> [Prompt]:
Please copy out word for word every line from the one containing "Trace pedestrian in this frame." to the one containing "[102,246,118,262]", including both of those lines.

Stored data
____

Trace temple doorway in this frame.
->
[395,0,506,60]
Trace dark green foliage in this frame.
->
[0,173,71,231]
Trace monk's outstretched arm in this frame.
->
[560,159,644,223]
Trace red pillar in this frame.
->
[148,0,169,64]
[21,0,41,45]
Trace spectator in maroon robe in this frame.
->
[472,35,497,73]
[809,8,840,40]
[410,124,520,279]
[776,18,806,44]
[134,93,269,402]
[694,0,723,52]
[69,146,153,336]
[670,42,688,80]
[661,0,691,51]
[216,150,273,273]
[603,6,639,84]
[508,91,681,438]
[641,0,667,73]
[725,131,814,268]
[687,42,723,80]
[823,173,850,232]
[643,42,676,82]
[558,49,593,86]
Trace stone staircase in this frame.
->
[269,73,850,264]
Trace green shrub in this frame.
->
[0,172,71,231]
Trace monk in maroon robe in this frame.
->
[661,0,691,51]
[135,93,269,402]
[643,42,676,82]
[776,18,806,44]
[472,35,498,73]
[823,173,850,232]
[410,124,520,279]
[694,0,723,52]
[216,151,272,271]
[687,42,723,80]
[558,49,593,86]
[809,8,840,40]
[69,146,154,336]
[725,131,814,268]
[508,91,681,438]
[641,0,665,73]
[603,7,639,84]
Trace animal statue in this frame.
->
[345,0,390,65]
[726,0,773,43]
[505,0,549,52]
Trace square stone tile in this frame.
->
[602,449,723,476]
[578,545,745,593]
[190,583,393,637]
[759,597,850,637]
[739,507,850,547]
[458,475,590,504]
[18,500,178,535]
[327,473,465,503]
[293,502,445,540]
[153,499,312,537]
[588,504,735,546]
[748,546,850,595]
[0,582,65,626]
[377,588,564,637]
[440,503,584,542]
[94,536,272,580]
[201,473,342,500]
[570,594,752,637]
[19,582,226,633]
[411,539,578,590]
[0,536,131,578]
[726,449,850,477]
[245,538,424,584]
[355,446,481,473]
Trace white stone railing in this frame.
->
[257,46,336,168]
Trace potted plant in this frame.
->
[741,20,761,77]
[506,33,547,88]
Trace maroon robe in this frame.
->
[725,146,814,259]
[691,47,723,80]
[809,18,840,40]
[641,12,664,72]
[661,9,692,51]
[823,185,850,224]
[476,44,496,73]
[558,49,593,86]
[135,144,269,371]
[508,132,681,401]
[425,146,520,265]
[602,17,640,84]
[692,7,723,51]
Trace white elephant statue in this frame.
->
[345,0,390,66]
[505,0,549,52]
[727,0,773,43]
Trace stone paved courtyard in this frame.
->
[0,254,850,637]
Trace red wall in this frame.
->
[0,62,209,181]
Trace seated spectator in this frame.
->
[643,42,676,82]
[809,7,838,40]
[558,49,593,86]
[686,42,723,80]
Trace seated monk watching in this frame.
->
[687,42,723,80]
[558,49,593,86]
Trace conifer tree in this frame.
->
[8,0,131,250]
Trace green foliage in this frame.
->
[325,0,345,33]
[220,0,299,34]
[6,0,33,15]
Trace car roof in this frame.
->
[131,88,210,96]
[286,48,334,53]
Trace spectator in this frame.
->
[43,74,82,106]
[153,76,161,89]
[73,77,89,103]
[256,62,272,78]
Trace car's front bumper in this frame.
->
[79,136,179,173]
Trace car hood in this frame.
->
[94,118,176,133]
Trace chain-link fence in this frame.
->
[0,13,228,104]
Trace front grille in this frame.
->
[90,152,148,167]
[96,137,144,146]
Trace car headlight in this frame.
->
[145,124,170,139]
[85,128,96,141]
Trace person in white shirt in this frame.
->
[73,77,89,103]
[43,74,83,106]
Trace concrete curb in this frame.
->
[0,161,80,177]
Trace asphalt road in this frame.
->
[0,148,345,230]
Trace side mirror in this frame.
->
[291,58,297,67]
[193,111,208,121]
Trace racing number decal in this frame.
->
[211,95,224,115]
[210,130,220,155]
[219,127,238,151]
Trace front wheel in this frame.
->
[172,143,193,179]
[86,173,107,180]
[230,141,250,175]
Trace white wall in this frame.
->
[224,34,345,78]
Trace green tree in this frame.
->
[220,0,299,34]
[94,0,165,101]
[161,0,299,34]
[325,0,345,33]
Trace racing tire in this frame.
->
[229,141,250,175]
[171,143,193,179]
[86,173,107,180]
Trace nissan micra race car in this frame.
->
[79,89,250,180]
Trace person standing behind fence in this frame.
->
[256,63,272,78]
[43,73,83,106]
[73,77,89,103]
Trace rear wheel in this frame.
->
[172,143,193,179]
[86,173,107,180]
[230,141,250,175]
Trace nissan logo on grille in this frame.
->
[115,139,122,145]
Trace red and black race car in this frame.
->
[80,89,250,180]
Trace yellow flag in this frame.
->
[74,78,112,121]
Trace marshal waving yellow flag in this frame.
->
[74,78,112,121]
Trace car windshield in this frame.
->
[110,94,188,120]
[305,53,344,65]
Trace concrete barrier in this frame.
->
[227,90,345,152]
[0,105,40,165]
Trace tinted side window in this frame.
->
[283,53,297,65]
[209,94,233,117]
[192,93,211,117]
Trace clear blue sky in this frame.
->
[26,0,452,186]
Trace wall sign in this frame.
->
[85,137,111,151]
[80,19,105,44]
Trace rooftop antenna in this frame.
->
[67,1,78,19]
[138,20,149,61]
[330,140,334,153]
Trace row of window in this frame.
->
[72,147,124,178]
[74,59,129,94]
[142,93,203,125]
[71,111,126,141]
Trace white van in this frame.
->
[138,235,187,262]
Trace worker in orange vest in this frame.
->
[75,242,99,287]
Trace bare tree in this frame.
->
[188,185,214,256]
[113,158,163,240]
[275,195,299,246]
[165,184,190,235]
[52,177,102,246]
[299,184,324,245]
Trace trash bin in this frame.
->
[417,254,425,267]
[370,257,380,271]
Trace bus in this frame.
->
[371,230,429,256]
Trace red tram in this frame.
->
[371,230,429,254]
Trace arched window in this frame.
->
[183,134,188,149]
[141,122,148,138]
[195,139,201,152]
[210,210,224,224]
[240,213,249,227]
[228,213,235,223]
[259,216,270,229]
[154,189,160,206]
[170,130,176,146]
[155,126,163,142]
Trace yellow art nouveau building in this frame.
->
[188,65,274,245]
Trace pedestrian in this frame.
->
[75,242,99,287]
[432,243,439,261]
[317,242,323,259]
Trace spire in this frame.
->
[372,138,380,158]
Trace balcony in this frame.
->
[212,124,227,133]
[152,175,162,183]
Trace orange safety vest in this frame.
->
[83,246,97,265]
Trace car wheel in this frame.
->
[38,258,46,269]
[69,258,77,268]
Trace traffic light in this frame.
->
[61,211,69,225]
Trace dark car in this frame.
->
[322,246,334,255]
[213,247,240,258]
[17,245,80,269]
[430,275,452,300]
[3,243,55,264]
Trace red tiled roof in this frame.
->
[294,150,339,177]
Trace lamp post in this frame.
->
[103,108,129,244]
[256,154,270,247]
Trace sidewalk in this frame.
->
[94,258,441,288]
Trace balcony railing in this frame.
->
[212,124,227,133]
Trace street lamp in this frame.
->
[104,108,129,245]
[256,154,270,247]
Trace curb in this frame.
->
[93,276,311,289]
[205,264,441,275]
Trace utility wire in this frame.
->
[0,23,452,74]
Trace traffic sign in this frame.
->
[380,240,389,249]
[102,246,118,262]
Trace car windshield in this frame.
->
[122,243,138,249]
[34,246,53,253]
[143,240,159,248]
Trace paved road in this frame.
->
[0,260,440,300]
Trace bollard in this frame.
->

____

> [Reply]:
Trace pedestrian in this frame.
->
[75,242,99,287]
[432,243,439,261]
[317,242,323,259]
Trace spire in this frame.
->
[372,138,380,158]
Trace balcony in this frame.
->
[212,124,227,133]
[152,175,162,183]
Trace orange safety vest in this frame.
->
[83,246,97,265]
Trace car wheel in this frame.
->
[38,258,46,269]
[69,258,77,268]
Trace traffic light in this frame.
->
[61,211,69,225]
Trace dark car in this frame.
->
[322,246,334,255]
[213,247,240,258]
[17,245,80,269]
[430,275,452,300]
[3,243,55,264]
Trace red tiled roof in this frame.
->
[294,150,339,177]
Trace lamp post in this frame.
->
[103,108,129,244]
[256,154,270,247]
Trace sidewalk in this frame.
->
[94,258,441,288]
Trace balcony railing in this frame.
->
[212,124,227,133]
Trace street lamp in this frame.
->
[104,108,129,245]
[256,154,270,247]
Trace curb in this frame.
->
[93,276,311,289]
[205,264,441,275]
Trace utility wire in this frame.
->
[0,23,452,74]
Trace traffic sign in this frame.
->
[380,240,389,249]
[102,246,118,262]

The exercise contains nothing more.